Page excerpt
After I got over the shock of the diagnosis that my baby had a degenerative brain disorder that would mean he’d have multiple disabilities and probably die soon I started to think about what I could control.
One thing that came to mind was my fitness.
With a baby and a two year-old to care for I had to find something I could do at home, settled on stationary biking and hired an exercycle.
The baby died the day after I hired it but I figured fitness would help with grief and began pedaling the stationary equivalent of 20 kilometres most days.
A year later I returned the hired bike, bought one myself and kept up the cycling through another pregnancy, a second diagnosis of a degenerative brain disorder and life with a profoundly disabled child.
About seven years after I started, around the time our second son died, the routine of biking nowhere was beginning to pall. By then the older child was at school which left me free to exercise away from home and I began jogging instead.
Going somewhere was better than staying still but after a few months recurring joint pain was taking the edge off the enjoyment. As the pleasure of increasing fitness gave way to niggling injuries, I had to find an alternative exercise I didn’t dread doing and began walking instead.
There’s a reasonable hill not far from home. I began walking up it and kept that up most days for several years. Every now and then I’d get a bit slack about it but the purchase of a Fitbit about three and a half years ago keeps me motivated to exercise most days.
I’m built for distance rather than speed and have no aspirations to race.
But the knowledge that regular exercise is better for both physical and mental health and the determination not to be the one who says “you go, I’ll wait here” when an expedition is proposed keeps me walking.
I sleep better and feel better when I’m fitter and I’m grateful I have both the time and ability to exercise.

Activity 1
Answer these from the account of exercise:
(a) What piece of equipment did the writer hire first?
(b) How far did the writer pedal on most days?
(c) How long ago did the writer buy a Fitbit?
Activity 2
From the account of exercise, extract the passage that begins at the words "About seven years" and stops after the words "began jogging instead.".

Entries taken from a collection
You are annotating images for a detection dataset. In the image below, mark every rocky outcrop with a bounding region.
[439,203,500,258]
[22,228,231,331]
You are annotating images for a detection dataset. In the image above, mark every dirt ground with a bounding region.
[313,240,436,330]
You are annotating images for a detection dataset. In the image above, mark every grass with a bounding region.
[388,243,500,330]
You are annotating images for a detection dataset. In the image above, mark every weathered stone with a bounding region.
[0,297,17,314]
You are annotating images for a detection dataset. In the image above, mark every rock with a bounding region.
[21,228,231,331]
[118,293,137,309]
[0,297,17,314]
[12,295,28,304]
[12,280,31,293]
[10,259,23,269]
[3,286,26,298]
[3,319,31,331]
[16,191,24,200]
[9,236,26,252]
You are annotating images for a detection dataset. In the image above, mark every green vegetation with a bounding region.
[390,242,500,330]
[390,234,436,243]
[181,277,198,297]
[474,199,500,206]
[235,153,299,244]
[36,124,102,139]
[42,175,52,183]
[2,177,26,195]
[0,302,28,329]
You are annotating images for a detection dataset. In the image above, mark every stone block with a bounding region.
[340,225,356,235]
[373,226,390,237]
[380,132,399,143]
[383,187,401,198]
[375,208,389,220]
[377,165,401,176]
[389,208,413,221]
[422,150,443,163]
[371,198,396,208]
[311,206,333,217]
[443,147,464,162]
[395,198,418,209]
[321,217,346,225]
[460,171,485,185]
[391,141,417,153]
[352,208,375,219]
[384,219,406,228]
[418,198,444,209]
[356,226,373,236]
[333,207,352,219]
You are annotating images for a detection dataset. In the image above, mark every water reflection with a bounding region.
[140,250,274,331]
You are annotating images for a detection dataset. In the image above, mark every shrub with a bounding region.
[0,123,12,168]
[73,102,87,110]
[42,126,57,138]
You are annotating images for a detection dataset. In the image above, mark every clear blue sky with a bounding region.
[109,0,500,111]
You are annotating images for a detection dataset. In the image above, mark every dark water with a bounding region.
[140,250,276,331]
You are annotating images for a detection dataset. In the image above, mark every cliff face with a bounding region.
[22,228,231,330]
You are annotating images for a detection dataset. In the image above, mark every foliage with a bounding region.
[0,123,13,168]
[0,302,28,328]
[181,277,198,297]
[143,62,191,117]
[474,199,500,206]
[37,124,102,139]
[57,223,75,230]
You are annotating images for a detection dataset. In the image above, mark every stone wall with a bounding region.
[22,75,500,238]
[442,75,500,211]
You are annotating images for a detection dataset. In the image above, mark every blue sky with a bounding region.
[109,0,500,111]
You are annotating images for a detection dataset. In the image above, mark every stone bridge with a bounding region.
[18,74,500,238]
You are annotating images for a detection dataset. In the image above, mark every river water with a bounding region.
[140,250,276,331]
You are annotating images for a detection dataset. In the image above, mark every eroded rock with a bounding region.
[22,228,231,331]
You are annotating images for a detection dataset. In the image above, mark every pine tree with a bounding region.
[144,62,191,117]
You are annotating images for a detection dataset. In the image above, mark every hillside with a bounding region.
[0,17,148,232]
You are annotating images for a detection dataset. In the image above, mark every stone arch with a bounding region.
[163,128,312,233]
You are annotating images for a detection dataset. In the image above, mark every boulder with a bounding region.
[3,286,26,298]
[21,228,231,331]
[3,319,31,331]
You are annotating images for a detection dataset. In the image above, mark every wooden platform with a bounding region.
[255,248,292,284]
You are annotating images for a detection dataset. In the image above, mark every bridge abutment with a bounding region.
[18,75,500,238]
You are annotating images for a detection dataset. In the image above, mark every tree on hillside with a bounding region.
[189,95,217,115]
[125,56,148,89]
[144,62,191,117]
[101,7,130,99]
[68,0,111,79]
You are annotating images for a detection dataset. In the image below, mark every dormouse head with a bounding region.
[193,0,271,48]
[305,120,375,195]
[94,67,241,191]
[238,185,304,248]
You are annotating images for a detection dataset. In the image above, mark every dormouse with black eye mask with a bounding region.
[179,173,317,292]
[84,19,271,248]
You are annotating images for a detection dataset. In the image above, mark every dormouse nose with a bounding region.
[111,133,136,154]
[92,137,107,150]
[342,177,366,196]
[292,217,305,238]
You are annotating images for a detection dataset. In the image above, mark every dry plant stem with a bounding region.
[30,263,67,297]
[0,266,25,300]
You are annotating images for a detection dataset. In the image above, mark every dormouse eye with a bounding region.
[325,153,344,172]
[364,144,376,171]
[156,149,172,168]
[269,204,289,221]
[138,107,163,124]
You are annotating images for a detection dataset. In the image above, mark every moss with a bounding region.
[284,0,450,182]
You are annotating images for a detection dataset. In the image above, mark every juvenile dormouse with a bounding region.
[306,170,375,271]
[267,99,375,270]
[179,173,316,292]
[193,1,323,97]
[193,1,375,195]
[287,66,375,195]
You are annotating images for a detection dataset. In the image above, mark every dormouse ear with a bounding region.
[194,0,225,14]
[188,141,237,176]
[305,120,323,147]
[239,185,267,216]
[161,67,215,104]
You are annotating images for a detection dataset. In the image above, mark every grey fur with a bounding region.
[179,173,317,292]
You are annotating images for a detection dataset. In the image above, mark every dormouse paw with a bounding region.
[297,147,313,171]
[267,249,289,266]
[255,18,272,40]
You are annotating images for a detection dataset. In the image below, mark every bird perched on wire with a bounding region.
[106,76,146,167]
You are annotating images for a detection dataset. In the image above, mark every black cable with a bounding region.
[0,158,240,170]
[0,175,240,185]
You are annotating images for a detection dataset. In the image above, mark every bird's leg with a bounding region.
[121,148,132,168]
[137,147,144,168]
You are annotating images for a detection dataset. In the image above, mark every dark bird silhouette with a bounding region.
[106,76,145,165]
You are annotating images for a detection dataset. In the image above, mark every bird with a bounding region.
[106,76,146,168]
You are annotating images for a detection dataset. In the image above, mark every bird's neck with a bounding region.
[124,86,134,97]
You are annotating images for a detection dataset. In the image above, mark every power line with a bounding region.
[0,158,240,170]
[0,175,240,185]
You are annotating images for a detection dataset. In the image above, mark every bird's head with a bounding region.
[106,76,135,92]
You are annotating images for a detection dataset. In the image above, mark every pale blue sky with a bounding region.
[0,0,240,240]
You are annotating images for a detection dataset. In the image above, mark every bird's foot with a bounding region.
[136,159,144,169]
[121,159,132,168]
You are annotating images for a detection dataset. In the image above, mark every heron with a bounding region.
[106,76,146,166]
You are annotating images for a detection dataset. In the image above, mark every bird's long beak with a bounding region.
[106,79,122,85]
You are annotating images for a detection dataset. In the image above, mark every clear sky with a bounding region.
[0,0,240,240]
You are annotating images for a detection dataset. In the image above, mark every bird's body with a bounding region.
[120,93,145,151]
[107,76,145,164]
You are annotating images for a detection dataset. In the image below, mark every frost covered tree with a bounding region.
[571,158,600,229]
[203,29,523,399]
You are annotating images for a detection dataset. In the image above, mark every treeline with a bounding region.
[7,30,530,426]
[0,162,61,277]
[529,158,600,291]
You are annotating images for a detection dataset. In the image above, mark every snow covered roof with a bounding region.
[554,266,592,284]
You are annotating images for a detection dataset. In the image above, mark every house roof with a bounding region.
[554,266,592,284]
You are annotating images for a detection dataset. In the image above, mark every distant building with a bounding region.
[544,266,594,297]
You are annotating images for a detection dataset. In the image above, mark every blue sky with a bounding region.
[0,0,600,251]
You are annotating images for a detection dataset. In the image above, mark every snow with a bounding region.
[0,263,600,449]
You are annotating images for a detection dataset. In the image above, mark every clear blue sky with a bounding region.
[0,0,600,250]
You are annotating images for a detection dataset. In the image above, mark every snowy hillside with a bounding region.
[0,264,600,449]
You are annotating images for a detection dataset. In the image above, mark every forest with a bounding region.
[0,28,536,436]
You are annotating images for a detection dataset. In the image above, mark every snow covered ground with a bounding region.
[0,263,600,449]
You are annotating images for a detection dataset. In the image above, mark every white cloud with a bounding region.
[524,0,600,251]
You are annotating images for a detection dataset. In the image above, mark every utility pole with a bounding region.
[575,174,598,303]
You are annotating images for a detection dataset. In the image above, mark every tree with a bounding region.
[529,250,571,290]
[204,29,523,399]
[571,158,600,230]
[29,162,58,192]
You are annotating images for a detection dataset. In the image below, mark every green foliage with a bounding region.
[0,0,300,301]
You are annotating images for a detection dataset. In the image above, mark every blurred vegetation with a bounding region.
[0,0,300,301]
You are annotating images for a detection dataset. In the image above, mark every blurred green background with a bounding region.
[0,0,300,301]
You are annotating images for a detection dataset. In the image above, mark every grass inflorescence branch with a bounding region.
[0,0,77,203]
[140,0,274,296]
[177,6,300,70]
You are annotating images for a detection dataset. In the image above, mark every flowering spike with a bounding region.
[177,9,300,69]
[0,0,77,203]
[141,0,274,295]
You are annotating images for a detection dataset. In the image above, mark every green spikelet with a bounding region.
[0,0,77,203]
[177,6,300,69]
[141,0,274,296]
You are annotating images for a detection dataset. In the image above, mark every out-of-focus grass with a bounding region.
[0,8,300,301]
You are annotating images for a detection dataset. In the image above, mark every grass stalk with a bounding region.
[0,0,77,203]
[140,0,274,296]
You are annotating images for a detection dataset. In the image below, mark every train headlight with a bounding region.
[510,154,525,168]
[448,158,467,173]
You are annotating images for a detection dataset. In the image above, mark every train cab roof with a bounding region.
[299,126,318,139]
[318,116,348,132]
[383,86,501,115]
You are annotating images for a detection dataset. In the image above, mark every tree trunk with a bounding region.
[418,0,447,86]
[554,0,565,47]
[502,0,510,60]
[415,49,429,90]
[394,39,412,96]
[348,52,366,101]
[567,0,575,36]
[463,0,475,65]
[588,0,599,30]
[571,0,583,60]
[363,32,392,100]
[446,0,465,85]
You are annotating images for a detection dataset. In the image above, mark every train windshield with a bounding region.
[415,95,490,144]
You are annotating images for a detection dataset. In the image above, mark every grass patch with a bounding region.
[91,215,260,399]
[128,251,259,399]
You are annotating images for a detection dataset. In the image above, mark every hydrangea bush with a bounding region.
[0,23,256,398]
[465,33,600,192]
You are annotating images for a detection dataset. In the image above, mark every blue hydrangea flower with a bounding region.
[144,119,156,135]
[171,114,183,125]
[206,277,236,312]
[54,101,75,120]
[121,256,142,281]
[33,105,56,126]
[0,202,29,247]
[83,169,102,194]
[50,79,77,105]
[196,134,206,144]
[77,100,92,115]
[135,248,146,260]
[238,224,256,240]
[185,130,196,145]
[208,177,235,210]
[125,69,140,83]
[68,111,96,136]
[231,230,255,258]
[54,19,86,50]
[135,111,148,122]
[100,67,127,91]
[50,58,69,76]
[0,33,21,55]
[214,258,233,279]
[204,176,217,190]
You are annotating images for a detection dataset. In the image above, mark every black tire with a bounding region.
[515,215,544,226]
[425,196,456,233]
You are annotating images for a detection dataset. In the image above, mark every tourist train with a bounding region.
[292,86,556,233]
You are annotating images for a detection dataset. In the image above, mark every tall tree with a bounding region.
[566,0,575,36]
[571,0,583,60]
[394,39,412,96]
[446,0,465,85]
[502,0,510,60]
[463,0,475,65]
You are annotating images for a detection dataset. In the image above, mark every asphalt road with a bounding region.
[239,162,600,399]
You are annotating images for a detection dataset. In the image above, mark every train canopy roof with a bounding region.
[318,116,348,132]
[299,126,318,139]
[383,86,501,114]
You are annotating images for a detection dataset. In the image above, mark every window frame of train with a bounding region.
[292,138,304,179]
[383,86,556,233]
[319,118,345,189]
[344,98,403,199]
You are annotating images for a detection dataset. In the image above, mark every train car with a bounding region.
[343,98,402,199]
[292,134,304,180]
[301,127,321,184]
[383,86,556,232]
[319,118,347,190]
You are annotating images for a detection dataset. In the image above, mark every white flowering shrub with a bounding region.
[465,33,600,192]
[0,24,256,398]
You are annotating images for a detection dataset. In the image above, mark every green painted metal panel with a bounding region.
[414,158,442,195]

Expected answer 1
(a) An exercycle.
(b) The stationary equivalent of 20 kilometres.
(c) About three and a half years ago.

Expected answer 2
About seven years after I started, around the time our second son died, the routine of biking nowhere was beginning to pall. By then the older child was at school which left me free to exercise away from home and I began jogging instead.